**What this task involves**
Exactly reproduce the lines that follow.

Location identification items:
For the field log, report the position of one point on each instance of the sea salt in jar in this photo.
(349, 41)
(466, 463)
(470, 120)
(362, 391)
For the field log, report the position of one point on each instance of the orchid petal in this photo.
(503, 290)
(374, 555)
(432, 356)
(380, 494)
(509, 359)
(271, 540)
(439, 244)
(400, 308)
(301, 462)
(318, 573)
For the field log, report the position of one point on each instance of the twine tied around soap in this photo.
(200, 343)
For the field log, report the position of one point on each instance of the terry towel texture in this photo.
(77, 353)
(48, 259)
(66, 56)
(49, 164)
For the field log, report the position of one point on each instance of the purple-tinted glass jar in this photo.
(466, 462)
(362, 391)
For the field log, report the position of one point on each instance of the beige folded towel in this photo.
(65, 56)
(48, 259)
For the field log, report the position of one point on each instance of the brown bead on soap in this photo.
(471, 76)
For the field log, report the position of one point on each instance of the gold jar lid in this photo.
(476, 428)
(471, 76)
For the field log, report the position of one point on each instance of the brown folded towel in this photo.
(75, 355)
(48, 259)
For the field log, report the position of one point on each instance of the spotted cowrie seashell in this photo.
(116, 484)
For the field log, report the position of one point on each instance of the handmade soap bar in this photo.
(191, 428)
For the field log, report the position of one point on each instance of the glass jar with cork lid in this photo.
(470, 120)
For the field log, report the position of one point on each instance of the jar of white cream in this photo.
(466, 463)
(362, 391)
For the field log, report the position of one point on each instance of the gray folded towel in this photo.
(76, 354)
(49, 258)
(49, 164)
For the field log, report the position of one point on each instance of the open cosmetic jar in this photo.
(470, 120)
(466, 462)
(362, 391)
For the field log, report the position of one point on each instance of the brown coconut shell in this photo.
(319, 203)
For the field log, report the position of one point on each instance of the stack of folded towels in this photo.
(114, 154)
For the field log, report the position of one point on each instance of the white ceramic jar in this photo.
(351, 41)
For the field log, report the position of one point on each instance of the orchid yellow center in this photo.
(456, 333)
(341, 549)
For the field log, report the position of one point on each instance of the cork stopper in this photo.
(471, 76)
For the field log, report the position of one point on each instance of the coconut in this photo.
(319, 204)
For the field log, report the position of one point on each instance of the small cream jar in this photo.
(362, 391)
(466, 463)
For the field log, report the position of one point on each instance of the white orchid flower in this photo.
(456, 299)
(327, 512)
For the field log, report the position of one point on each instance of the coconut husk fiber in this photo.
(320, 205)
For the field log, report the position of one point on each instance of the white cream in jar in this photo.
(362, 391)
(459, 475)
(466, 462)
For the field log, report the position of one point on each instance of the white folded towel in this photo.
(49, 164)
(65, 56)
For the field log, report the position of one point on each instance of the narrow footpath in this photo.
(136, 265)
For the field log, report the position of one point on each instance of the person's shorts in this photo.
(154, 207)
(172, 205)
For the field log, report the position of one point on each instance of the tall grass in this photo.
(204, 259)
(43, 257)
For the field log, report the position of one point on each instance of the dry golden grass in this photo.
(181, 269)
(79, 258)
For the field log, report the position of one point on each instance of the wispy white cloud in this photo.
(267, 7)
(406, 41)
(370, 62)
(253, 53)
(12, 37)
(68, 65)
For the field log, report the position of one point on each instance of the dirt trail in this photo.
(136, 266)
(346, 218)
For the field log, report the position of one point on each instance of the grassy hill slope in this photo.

**Finished exercise**
For the field log, report the position of one point on each instance of the sea salt in jar in this photo.
(349, 41)
(466, 463)
(470, 120)
(362, 391)
For the field log, report the position of one point on each instance of the orchid petal in this photo.
(503, 290)
(374, 555)
(432, 356)
(380, 494)
(509, 359)
(271, 540)
(439, 244)
(400, 308)
(301, 462)
(318, 573)
For the field log, report the position of one point on each instance of the twine tied around soap in this photo.
(200, 343)
For the field log, report the position of one point on each instance of the terry towel texture in this photo.
(77, 353)
(48, 259)
(66, 56)
(49, 164)
For the field log, report the position of one point on each instance of the purple-tinted glass jar in this photo.
(466, 462)
(362, 391)
For the field log, report the position of one point on each instance of the beige folded towel in this photo.
(65, 56)
(48, 259)
For the field log, report the position of one point on each instance of the brown bead on soap in this photo.
(471, 76)
For the field log, report the position of one point on each instance of the gold jar lid in this photo.
(476, 428)
(471, 76)
For the field log, report the position of one point on each instance of the brown folded towel in this photo.
(75, 355)
(48, 259)
For the field log, report the position of one point on each instance of the spotted cowrie seashell in this photo.
(116, 484)
For the field log, report the position of one point on each instance of the handmade soap bar in this photo.
(191, 428)
For the field log, report the position of one point on each instance of the glass jar with cork lid in this photo.
(470, 120)
For the field log, report the position of one point on each instance of the jar of white cream in this photo.
(466, 463)
(362, 391)
For the field log, report the position of one point on each instance of the gray folded towel in this photo.
(76, 354)
(49, 258)
(49, 164)
For the field log, report the position of one point on each instance of the open cosmetic jar in this photo.
(470, 120)
(466, 462)
(362, 391)
For the field log, report the position of one point on each instance of the brown coconut shell in this photo.
(319, 203)
For the field log, report the position of one point on each instance of the stack of folded towels in this photo.
(114, 154)
For the field log, report the position of one point on each instance of the white ceramic jar in this photo.
(351, 41)
For the field log, report the position of one point on each instance of the orchid yellow center in this photo.
(456, 333)
(341, 549)
For the field log, report the position of one point on each instance of the cork stopper in this photo.
(471, 76)
For the field log, report the position of one point on each instance of the coconut in this photo.
(319, 204)
For the field log, report the position of one point on each instance of the small cream jar in this photo.
(362, 391)
(466, 463)
For the field log, report the position of one point on each instance of the white orchid flower in this photo.
(456, 299)
(327, 512)
For the field log, report the position of one point on each instance of the coconut husk fiber in this photo.
(320, 205)
For the field log, report the position of one point on each instance of the white cream in jar in this photo.
(362, 391)
(459, 475)
(466, 462)
For the field log, report the position of one point on each instance of the white folded towel in this photo.
(49, 164)
(65, 56)
For the field log, report the position of one point on each instance of the narrow footpath in this photo.
(136, 265)
For the field log, report the position of one point on each instance of the person's shorts in this photo.
(154, 207)
(172, 205)
For the field log, report the position of one point on each instance of the tall grass in this photo.
(204, 259)
(43, 257)
For the field log, report the position of one point on each instance of the dry golden grass in this photo.
(181, 269)
(79, 258)
For the field log, report the position of one point on each instance of the wispy white cloud in this photo.
(267, 7)
(406, 41)
(370, 62)
(253, 53)
(12, 37)
(68, 65)
For the field log, report the position of one point on each instance of the dirt trail in this photo.
(136, 266)
(346, 218)
For the field log, report the position of one point on each instance of the grassy hill slope in this photo.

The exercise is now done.